[Collection entries]
* * * * *

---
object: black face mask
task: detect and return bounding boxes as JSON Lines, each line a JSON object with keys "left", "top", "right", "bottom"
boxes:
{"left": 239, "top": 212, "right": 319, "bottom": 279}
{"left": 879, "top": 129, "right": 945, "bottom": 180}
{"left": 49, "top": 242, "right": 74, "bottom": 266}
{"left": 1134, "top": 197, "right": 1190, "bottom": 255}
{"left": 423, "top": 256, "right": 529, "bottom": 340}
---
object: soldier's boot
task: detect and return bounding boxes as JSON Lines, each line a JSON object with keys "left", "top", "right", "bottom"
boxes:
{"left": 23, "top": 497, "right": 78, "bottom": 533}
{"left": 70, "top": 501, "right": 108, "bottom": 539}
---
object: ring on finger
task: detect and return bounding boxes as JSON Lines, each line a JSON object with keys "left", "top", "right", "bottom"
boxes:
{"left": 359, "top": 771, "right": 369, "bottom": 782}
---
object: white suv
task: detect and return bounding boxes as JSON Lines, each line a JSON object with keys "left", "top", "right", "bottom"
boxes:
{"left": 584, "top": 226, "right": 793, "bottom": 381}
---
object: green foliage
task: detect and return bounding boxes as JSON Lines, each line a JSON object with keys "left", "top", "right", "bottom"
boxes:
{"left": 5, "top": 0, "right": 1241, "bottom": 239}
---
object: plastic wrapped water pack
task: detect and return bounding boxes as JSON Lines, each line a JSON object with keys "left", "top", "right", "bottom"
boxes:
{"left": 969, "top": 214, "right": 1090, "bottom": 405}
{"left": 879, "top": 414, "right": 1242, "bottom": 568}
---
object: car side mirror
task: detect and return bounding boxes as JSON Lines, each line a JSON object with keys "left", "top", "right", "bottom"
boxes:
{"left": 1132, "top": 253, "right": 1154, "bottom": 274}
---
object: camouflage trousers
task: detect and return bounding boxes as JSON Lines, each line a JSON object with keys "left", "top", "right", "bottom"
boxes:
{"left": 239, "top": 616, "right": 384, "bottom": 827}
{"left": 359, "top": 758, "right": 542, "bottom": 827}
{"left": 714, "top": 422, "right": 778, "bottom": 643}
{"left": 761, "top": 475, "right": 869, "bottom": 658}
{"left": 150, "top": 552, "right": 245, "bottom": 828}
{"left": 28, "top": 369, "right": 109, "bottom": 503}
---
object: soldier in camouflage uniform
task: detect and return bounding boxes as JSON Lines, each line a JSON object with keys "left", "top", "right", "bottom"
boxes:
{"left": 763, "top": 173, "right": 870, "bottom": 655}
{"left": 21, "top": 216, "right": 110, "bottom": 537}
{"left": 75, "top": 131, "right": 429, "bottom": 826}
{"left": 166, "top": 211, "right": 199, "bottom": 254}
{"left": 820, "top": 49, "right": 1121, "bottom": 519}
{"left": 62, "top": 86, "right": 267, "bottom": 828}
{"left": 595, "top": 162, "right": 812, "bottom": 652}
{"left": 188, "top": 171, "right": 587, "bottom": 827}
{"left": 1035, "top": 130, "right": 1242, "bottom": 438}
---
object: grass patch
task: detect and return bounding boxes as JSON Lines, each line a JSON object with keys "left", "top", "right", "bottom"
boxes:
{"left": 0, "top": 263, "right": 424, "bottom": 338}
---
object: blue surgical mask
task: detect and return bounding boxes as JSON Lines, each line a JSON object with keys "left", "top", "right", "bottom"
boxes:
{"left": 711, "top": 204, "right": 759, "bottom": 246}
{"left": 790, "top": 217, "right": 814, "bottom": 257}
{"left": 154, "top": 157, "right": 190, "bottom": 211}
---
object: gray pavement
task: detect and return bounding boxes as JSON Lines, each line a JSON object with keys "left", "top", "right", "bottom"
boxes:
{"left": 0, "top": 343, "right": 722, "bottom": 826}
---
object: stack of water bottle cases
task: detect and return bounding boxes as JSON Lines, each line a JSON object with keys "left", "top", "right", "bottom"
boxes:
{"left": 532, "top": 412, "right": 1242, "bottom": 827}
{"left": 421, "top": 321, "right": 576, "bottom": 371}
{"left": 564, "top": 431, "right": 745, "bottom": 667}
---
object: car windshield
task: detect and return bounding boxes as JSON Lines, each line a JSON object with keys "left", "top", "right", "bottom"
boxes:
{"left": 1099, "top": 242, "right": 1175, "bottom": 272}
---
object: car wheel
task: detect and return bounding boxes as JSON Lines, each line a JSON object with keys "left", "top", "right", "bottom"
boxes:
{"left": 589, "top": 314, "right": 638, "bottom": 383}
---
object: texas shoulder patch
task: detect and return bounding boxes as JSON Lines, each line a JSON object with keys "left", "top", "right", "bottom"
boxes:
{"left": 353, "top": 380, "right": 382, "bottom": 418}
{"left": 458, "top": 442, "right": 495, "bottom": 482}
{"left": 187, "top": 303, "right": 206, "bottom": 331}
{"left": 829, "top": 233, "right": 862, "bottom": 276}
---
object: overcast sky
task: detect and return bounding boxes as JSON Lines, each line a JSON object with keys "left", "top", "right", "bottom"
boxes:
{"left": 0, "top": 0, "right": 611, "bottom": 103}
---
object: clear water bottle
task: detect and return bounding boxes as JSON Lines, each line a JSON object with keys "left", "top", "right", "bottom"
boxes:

* * * * *

**PROBLEM STATEMENT:** All of the data above needs to be written out again, exactly.

**RESULT OF THE EXERCISE:**
---
object: black face mask
task: detect and return bounding boxes as JSON Lines, each line a JSON object with keys "left", "top", "right", "bottom"
boxes:
{"left": 239, "top": 212, "right": 319, "bottom": 279}
{"left": 879, "top": 129, "right": 945, "bottom": 180}
{"left": 49, "top": 242, "right": 74, "bottom": 266}
{"left": 1134, "top": 197, "right": 1190, "bottom": 255}
{"left": 423, "top": 256, "right": 529, "bottom": 340}
---
object: soldier's boot
task: detect and return bounding boxes as JSON Lines, each line a JSON object with keys "left", "top", "right", "bottom"
boxes:
{"left": 23, "top": 497, "right": 78, "bottom": 533}
{"left": 70, "top": 501, "right": 108, "bottom": 539}
---
object: ring on finger
task: detect and return bounding boxes as JSON Lines, each line a JSON object with keys "left", "top", "right", "bottom"
boxes:
{"left": 359, "top": 771, "right": 369, "bottom": 782}
---
object: white suv
task: detect and return bounding boxes as JSON Lines, each line a JSON object with keys "left", "top", "right", "bottom"
boxes:
{"left": 584, "top": 226, "right": 793, "bottom": 381}
---
object: green foliage
task: detect and return bounding boxes as JSON Lines, each line a JSON object with keys "left", "top", "right", "bottom"
boxes:
{"left": 5, "top": 0, "right": 1241, "bottom": 239}
---
object: plastic wrapped water pack
task: detect and return bounding boxes as JSON Lines, each line a JSON object with keys "left", "top", "right", "bottom"
boxes:
{"left": 969, "top": 214, "right": 1090, "bottom": 405}
{"left": 879, "top": 414, "right": 1242, "bottom": 568}
---
object: car side mirror
task: detect and return bounding boxes as JSON Lines, each line a JSON object with keys "left", "top", "right", "bottom"
boxes:
{"left": 1132, "top": 253, "right": 1154, "bottom": 274}
---
object: camouflage trousers
task: detect and return bounding boxes as JSON Lines, each line a JSON object with keys "left", "top", "right", "bottom"
boxes:
{"left": 239, "top": 616, "right": 384, "bottom": 827}
{"left": 359, "top": 758, "right": 542, "bottom": 827}
{"left": 714, "top": 422, "right": 778, "bottom": 643}
{"left": 761, "top": 475, "right": 869, "bottom": 658}
{"left": 150, "top": 552, "right": 245, "bottom": 828}
{"left": 28, "top": 369, "right": 109, "bottom": 503}
---
object: soldier in camouflage uniform
task: detect and return bounding boxes as JSON Lines, each line a JSON object with keys "left", "top", "right", "bottom"
boxes:
{"left": 763, "top": 173, "right": 870, "bottom": 655}
{"left": 21, "top": 216, "right": 110, "bottom": 537}
{"left": 75, "top": 131, "right": 429, "bottom": 826}
{"left": 166, "top": 211, "right": 199, "bottom": 254}
{"left": 820, "top": 49, "right": 1121, "bottom": 519}
{"left": 62, "top": 86, "right": 267, "bottom": 828}
{"left": 595, "top": 162, "right": 812, "bottom": 652}
{"left": 188, "top": 171, "right": 587, "bottom": 827}
{"left": 1035, "top": 130, "right": 1242, "bottom": 438}
---
object: grass patch
task: detect and return bounding boxes as JSON Lines, each line a JSON object with keys "left", "top", "right", "bottom"
boxes:
{"left": 0, "top": 263, "right": 424, "bottom": 338}
---
object: blue surgical mask
task: detect and return bounding boxes as JSON Lines, each line a JSON object with keys "left", "top", "right", "bottom"
boxes:
{"left": 711, "top": 204, "right": 759, "bottom": 246}
{"left": 790, "top": 217, "right": 814, "bottom": 257}
{"left": 154, "top": 157, "right": 190, "bottom": 211}
---
object: gray pavement
task: detect and return bounding boxes as JSON Lines, each line a JSON object with keys "left", "top", "right", "bottom"
boxes:
{"left": 0, "top": 343, "right": 722, "bottom": 826}
---
object: stack of water bottle cases
task: detect and return bounding boxes as JSON Lines, each line a JSON object with keys "left", "top", "right", "bottom"
boxes:
{"left": 532, "top": 412, "right": 1242, "bottom": 827}
{"left": 421, "top": 321, "right": 576, "bottom": 371}
{"left": 564, "top": 431, "right": 745, "bottom": 667}
---
object: car windshield
task: detect and return bounding boxes as JSON Lines, each line a JSON object with keys "left", "top", "right", "bottom"
boxes:
{"left": 1099, "top": 242, "right": 1175, "bottom": 272}
---
object: car wheel
task: detect and return bounding boxes as JSON Lines, each line a JSON object with keys "left", "top", "right", "bottom"
boxes:
{"left": 589, "top": 314, "right": 638, "bottom": 383}
---
object: texas shoulder patch
task: detect and return bounding boxes as JSON Lines, each line a JSON object with keys "left", "top", "right", "bottom"
boxes:
{"left": 353, "top": 380, "right": 382, "bottom": 418}
{"left": 458, "top": 442, "right": 495, "bottom": 482}
{"left": 187, "top": 303, "right": 206, "bottom": 331}
{"left": 829, "top": 233, "right": 862, "bottom": 276}
---
object: overcast sky
task: detect and return bounding boxes as JSON Lines, each line a JSON object with keys "left", "top", "right", "bottom"
boxes:
{"left": 0, "top": 0, "right": 611, "bottom": 103}
---
object: clear water bottle
task: detect and return bounding boxes as JSON Lines, each line a JSON object with keys "left", "top", "right", "bottom"
boxes:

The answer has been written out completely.